● Objective 1
Answer these questions from the post on Croydon's landlord licensing scheme:
(a) In what venue was the Public Meeting held?
(b) What fee per property per year will every private landlord in Croydon have to pay?
(c) Of the 70 boroughs that have introduced the scheme, how many are Labour-controlled?

The not-so-selective licensing scheme 27/09/2014 08:24:00......Posted by Tim Pollard
On Thursday I attended a Public Meeting at the Hilton in Dingwall Road organised by the National Landlords Association, along with a number of other Conservative councillors, to discuss Labour's proposal to license landlords. Sadly there were no Labour councillors there to defend their proposal, as neither the cabinet member responsible (Alison Butler), nor her deputy, nor any other member of the Labour group was apparently free to attend. Around 100 people were present including many landlords and tenants, who will be a victim of Labour's planned tenant tax.
There was a rational discussion about the likely impact of the interestingly named 'Selective Licencing Scheme'. Of course, it's not selective - every private landlord in Croydon will have to pay £200 per property per year and the council would like the whole lot up front for a five year period. These licensing schemes are allowed in law, although the law (as the name suggests) was intended to allow selective schemes which only applied in two circumstances: that there was evidence linking crime or anti-social behaviour to a specific area with many private rented properties or where there is low demand for private rented accommodation (plainly not the case in Croydon).
The law also requires that the fee charged can only be used to fund the administration of the scheme. That's why many of the 70 boroughs who have introduced the scheme (of which 69 are Labour-controlled) are charging in the order of £50 per year (which is sufficiently modest for most landlords to probably not seek to pass on to tenants). At £200, Croydon's charge will be amongst the most expensive in the country - so either the council is the least efficient borough or they are blatantly profiteering!

Records from a collection

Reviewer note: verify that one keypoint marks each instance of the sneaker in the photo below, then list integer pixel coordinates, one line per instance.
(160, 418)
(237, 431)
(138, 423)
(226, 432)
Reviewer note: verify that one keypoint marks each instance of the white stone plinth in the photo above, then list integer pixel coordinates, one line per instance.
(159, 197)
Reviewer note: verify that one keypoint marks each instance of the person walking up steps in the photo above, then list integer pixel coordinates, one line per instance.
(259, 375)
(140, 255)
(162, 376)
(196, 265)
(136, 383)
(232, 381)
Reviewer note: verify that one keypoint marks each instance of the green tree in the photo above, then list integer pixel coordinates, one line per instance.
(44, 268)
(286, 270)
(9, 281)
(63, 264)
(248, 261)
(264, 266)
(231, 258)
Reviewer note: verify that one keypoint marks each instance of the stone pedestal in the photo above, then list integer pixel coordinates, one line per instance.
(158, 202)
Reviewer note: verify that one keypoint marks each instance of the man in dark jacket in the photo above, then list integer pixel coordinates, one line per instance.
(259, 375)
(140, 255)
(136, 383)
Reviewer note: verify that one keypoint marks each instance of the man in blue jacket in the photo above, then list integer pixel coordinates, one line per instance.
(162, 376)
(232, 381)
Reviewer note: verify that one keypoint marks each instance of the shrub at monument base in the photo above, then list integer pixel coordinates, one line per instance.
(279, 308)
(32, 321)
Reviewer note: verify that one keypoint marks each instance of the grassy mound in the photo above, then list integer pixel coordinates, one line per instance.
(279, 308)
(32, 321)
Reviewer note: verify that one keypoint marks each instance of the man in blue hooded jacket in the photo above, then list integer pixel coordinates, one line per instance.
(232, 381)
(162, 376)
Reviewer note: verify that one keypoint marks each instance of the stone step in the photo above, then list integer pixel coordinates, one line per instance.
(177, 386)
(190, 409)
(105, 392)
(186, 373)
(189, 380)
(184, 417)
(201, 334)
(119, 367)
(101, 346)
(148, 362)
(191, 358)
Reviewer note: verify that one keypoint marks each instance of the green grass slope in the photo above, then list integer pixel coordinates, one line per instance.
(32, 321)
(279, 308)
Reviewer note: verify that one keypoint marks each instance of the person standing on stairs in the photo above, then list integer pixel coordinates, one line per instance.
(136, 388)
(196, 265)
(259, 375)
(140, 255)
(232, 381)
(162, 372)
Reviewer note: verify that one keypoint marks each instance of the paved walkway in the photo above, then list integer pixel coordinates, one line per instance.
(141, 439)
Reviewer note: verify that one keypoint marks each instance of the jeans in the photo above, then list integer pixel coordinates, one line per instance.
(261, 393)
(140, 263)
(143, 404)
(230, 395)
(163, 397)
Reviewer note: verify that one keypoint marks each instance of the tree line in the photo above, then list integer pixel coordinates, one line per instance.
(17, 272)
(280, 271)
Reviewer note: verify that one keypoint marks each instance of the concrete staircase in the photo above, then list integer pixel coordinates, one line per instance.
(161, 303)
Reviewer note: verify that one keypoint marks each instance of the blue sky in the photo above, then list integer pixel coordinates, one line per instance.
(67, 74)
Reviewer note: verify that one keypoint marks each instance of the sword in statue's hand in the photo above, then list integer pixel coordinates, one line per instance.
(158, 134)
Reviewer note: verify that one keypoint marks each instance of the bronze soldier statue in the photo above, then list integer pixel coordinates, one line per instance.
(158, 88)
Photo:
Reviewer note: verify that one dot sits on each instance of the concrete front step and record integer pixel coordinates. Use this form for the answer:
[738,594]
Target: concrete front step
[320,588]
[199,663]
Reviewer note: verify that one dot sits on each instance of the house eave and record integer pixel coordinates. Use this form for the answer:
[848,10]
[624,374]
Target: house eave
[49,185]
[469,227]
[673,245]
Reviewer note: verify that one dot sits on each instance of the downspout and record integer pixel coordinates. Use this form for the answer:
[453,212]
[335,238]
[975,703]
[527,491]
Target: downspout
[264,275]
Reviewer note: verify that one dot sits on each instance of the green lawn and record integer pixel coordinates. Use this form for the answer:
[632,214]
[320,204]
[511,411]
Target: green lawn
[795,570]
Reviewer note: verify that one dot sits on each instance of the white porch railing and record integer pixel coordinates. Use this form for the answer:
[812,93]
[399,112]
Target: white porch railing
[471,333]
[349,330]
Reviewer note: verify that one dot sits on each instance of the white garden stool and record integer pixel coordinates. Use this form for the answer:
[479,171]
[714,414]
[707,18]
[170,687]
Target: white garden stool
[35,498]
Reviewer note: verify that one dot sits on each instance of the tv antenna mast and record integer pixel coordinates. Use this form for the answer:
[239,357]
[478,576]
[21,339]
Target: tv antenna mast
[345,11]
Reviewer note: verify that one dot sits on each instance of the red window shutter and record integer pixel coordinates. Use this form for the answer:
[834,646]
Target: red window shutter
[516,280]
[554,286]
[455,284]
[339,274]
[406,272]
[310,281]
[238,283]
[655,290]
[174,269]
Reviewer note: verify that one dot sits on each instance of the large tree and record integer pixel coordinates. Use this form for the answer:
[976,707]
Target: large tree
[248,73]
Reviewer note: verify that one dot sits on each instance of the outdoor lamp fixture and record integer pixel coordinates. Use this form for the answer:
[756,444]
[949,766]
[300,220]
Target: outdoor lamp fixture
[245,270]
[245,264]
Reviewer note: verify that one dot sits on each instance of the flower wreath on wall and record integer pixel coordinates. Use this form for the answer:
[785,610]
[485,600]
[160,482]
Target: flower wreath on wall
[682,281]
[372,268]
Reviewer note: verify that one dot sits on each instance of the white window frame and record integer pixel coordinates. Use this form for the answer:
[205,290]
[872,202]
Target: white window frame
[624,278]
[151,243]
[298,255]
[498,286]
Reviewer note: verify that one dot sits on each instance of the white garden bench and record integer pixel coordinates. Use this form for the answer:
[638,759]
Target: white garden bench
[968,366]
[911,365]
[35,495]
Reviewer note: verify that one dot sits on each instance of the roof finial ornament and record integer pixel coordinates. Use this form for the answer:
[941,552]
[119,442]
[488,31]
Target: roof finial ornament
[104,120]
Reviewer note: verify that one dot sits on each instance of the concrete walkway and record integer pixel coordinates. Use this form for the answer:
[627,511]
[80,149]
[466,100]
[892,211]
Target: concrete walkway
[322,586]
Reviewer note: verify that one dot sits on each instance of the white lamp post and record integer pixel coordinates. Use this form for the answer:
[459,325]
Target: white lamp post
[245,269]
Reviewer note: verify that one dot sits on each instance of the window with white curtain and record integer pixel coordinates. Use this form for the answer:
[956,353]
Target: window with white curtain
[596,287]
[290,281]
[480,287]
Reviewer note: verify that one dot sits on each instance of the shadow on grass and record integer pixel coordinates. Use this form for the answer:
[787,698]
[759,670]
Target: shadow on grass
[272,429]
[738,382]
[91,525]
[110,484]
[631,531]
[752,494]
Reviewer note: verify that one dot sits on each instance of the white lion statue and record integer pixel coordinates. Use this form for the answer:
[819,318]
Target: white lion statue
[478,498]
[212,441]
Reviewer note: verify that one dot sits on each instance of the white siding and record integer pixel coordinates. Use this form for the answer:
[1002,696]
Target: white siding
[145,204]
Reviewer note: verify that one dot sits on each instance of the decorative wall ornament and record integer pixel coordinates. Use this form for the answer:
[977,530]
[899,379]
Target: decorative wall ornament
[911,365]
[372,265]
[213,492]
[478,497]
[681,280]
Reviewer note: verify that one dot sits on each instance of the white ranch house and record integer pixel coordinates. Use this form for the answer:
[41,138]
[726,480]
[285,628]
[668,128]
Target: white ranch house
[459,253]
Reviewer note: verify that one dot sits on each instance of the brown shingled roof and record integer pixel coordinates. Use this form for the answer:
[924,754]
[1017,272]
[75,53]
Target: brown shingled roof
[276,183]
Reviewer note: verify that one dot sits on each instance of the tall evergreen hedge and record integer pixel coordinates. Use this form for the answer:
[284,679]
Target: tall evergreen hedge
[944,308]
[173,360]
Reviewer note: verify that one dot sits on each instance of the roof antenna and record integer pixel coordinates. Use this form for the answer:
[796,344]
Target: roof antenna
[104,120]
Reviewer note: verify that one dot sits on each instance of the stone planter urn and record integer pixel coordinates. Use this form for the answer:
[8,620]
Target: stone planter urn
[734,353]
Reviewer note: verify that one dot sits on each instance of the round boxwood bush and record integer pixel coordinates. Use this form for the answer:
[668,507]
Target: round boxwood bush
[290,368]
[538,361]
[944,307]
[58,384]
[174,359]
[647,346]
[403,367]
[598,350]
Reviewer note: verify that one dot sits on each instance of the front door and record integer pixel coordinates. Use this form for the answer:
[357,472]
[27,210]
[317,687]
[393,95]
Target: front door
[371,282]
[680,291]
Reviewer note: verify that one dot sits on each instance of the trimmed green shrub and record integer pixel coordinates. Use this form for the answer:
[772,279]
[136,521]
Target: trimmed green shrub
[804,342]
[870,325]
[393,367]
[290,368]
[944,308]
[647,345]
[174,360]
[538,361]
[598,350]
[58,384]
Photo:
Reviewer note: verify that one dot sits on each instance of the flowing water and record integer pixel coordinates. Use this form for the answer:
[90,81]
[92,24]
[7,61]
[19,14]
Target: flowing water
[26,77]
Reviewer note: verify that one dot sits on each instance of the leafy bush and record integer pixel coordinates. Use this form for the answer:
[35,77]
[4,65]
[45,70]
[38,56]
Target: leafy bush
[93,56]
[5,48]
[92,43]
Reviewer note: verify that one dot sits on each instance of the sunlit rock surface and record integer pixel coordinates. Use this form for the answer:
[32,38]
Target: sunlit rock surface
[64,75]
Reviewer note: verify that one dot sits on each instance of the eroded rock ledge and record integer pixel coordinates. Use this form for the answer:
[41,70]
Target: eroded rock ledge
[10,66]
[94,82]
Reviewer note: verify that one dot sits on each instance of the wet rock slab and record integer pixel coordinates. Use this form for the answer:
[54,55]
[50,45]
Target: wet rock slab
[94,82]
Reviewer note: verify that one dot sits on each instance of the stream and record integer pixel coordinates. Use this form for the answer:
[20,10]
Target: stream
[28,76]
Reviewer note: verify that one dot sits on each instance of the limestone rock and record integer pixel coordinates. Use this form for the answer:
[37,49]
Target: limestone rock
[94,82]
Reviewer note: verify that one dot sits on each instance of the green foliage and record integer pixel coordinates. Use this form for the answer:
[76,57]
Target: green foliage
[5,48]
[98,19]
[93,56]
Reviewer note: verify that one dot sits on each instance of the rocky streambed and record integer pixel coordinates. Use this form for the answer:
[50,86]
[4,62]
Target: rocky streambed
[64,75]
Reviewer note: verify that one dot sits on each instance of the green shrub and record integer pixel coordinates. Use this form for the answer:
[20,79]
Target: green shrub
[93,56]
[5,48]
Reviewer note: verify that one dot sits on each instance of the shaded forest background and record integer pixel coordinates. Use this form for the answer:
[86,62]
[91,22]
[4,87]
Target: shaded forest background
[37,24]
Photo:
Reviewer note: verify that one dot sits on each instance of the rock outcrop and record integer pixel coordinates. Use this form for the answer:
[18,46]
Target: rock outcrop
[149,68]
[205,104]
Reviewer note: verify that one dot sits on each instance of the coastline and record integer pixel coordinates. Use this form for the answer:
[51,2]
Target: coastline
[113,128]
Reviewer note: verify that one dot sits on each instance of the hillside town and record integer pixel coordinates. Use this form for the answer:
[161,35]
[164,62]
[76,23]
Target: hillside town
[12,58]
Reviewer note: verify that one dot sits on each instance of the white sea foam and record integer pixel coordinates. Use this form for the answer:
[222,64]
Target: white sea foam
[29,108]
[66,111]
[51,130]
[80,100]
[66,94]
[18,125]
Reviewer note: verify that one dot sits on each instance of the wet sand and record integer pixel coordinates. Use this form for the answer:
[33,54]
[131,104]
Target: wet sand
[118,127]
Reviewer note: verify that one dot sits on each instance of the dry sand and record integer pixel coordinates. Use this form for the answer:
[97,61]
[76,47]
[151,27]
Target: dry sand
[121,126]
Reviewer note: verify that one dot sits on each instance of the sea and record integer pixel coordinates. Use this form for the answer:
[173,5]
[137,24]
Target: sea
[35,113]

● Objective 2
Find every line of the records above that contains the string "foliage", and copy each such line in full. Case counts.

● Task result 1
(a) The Hilton in Dingwall Road
(b) £200
(c) 69

● Task result 2
Reviewer note: verify that one dot sits on each instance of the green foliage and record integer pixel coordinates. Use this form for the answer:
Target: green foliage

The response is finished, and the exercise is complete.